Die zwei Hauptfiguren Philippe und Driss sind ein ungleiches Paar, ein "odd couple", wie es im Buche steht.

Cluzet, den man aus "Kleine wahre Lügen" kennt, spielt den Querschnittsgelähmten würde- und humorvoll ausschließlich mit Mimik und Sprache. Sy, der bereits zum dritten Mal mit dem Regie-Duo Nakache und Toledano zusammenarbeitet, überzeugt in einer ungemein physischen Interpretation seiner Rolle. Sein Driss leidet ganz bestimmt nicht unter einem Helfersyndrom und hat kein Mitleid mit dem Behinderten. Und genau das will dieser. Driss lernt zunächst nur widerwillig, was alles zu seinem Job gehört. Er muss Philippe behutsam in den Rollstuhl setzen, damit er nicht herausfällt, muss ihn duschen und ihm seine orthopädischen Stützstrümpfe überstreifen. Aber er lernt das und macht seine Sache gut. Seit Philippe den verhängnisvollen Unfall hatte, ist er nicht nur körperlich unbeweglich. Auch sein Alltag wird von starrer Routine beherrscht. Und die schüttelt Driss auf temperamentvoll-unwiderstehliche Weise durch. Zum Beispiel weigert er sich, Philippe mit seinem Rollstuhl in den Kastenwagen zu verfrachten, der dafür im Hof steht. Stattdessen interessiert er sich für den daneben geparkten Maserati, der unter einer Plane vor sich hin rostet. Den könne er leider nicht mehr benutzen, bedauert Philippe, er müsse pragmatisch denken. Aber das Motto "geht nicht" gibt's nicht für Driss. Kurz darauf jagen die beiden Geschwindigkeits-Junkies mit dem Coupé durch die Straßen.

Das Thema Tempo bleibt von Bedeutung, denn dem unfreiwilligen Helfer ist der elektrische Rollstuhl von Philippe viel zu lahm. Also lässt er ihn von einem Freund tunen.

= = = =

> Arbeitsauftrag 1:
Beantworte zum Text über Philippe und Driss diese Fragen:
(a) Aus welchem Film kennt man Cluzet?
(b) Welches Auto steht unter einer Plane neben dem Kastenwagen?
(c) Von wem lässt Driss den elektrischen Rollstuhl tunen?
> Arbeitsauftrag 2:
Schreib den Text über Philippe und Driss im Anschluss an seinen letzten Satz weiter.
Die anschließenden Zeilen sind eigenständiges Material und gehören nicht zum Text.

> Auszug Datensatz:
= = = =

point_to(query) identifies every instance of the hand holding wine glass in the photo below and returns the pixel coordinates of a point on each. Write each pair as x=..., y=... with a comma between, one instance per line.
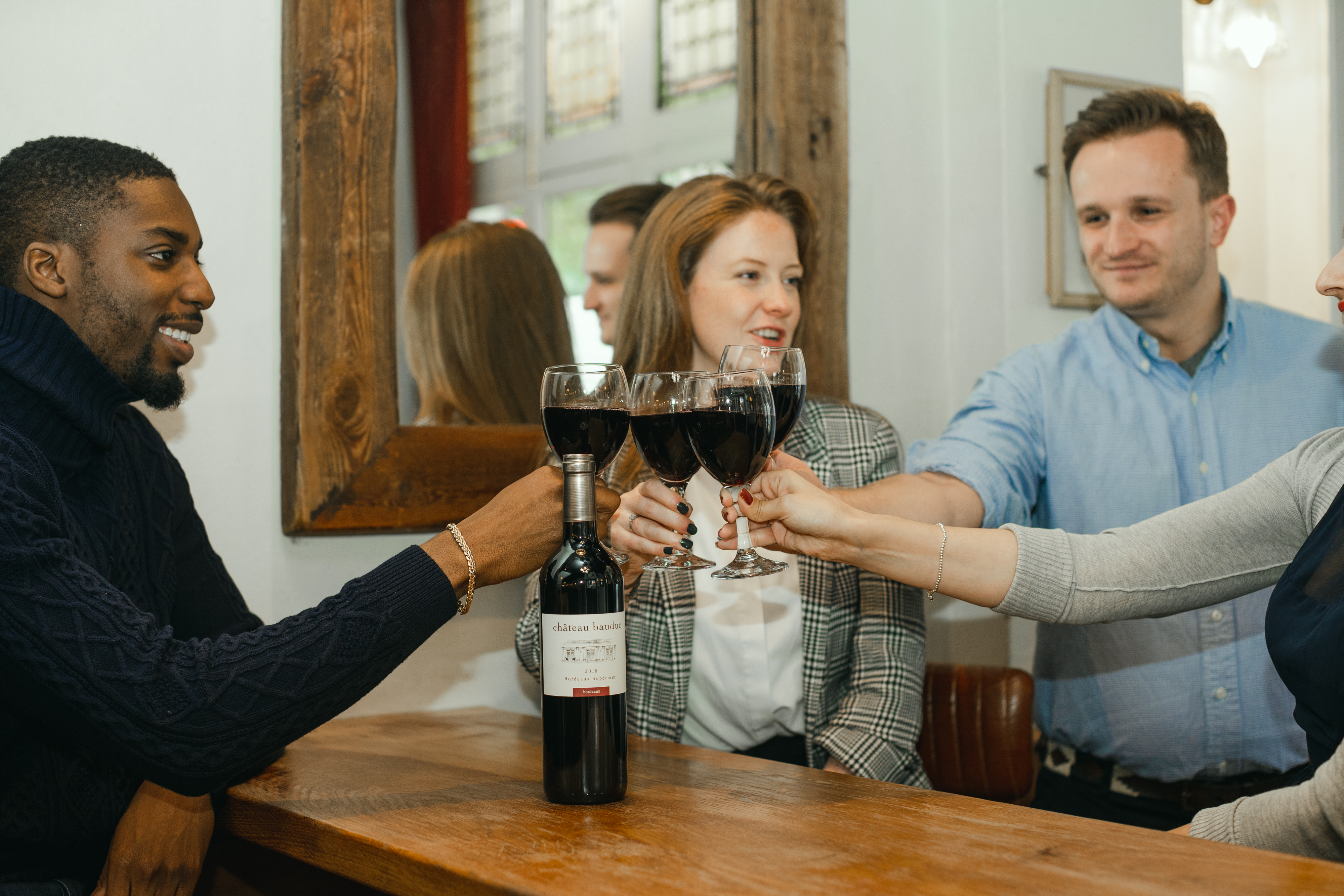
x=761, y=534
x=661, y=422
x=732, y=432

= = = =

> Richtige Antwort 1:
(a) Aus „Kleine wahre Lügen“.
(b) Ein Maserati.
(c) Von einem Freund.

> Richtige Antwort 2:
Die ansteckende Lebensfreude, die der Film verbreitet, trägt entscheidend zu seinem überraschenden Erfolg bei. "Ziemlich beste Freunde" ist nicht nur ein Buddy-Movie - ein Film, in dem die Freundschaft im Vordergrund steht. Es geht auch nicht nur um den unverkrampften Umgang mit Behinderten und ihren Handicaps. Ganz direkt spricht Driss seinen Freund an, wie es bei ihm mit dem Sex sei. Da laufe nichts mehr, räumt Philippe ein, aber auch an seinen Ohren sei er leicht zu stimulieren. "Das heißt, wenn Sie rote Ohren haben, sind Sie erregt?", wundert sich Driss, der selbst stets ungehemmt auf Frauen zugeht. Philippe antwortet: "Manchmal sind sie morgens, wenn ich aufwache, sogar ein bisschen steif." Driss ist verblüfft: "Alle beide?" Die Komödie hat auch märchenhafte Züge. Der arme reiche Mann braucht den jungen Vorbestraften aus dem Problemstadtteil, um wieder eine Perspektive zu haben. Andererseits findet sich Driss plötzlich in einer Welt wieder, von der er vorher nur träumen konnte. Von Verwandten aus dem Senegal nach Frankreich geholt, war er das von seiner Stiefmutter ungeliebte Kind und wird von ihr auch aus der kleinen Wohnung geworfen, in der er mit vielen Geschwistern lebt. Bei Philippe hat er plötzlich große und noble eigene Räume und ein protziges Bad.

An diesen Szenen setzt aber auch Kritik an. Das Fachblatt "Variety" wirft dem Film einen "Onkel-Tom-Rassismus" vor. Driss, schreibt Jay Weissberg dort, sei nur eine Art tanzender Affe, der ihn an alle alten Stereotypen über Rasse und Klasse erinnere. Ein hartes und zu einseitiges Urteil, das die Weinstein-Brüder auch nicht davon abgehalten hat, sich schon mal die Rechte für ein US-Remake zu sichern.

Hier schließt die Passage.